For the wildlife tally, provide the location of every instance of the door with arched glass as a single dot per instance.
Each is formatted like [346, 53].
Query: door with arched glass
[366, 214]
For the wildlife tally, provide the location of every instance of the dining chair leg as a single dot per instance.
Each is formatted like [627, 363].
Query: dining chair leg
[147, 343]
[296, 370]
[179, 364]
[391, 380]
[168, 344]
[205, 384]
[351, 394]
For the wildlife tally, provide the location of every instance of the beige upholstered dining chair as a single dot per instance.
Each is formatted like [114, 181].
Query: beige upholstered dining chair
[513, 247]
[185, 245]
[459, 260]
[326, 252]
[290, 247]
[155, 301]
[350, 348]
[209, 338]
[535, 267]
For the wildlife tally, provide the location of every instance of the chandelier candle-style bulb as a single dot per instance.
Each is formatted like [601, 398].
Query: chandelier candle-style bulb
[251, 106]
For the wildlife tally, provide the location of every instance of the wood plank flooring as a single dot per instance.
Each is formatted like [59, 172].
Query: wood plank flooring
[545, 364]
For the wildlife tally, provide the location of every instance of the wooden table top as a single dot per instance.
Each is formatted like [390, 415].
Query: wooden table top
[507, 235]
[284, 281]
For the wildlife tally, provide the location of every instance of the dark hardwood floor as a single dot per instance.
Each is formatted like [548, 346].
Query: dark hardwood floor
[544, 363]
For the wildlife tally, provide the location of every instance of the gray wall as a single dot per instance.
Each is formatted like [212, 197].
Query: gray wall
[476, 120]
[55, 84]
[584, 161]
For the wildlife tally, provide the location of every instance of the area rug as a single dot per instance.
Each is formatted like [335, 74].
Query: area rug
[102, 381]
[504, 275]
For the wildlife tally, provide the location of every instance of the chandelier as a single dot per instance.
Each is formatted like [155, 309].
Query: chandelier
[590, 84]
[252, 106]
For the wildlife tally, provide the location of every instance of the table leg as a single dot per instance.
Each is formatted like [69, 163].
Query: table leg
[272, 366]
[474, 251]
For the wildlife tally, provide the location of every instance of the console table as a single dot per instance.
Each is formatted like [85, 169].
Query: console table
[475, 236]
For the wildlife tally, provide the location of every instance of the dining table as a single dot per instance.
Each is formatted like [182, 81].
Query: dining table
★ ★ ★ ★ ★
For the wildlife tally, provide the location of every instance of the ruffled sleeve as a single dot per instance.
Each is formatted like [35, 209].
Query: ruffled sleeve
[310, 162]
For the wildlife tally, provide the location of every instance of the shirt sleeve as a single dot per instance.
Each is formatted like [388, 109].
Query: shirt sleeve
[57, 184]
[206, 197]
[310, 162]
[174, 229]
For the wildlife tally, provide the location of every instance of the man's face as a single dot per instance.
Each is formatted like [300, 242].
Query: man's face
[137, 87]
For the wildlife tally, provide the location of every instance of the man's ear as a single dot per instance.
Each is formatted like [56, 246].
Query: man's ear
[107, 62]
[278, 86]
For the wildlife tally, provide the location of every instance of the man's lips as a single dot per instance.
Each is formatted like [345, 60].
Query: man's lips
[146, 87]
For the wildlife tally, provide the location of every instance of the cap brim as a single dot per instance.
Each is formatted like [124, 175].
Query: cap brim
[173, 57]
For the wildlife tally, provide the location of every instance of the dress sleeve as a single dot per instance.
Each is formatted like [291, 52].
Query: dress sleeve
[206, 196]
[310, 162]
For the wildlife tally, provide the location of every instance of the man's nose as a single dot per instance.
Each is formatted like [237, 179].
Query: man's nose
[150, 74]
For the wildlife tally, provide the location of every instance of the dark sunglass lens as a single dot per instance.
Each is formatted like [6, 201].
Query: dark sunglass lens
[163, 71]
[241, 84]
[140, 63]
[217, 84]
★ ★ ★ ★ ★
• _YOUR GOAL_:
Can you give the data again, starting with the line with "rug as a single dot per instance." and going on through the line with "Query: dining table", with "wildlife tally" changed to "room survey" and nothing else altered?

• _RESULT FOR THIS TASK_:
For the room survey, provide the location of every instance of the area rug as a single dot per instance.
Each is formatted like [335, 74].
Query: area rug
[102, 381]
[504, 275]
For the room survey, provide the location of every instance of the chandelier as a single dot per instance.
Each is formatted like [155, 309].
Query: chandelier
[590, 84]
[252, 106]
For the room survey, provide the location of every instance of the table leg as a single dot per instance.
Each is formatted like [69, 163].
Query: table leg
[272, 366]
[474, 251]
For the room survey, provide the location of every instance of the console table as a single dot per instance.
Each is formatted like [85, 169].
Query: console table
[475, 236]
For the room survey, provide the location of every instance of the dining table as a single dot per instance.
Each is formatted like [182, 81].
Query: dining table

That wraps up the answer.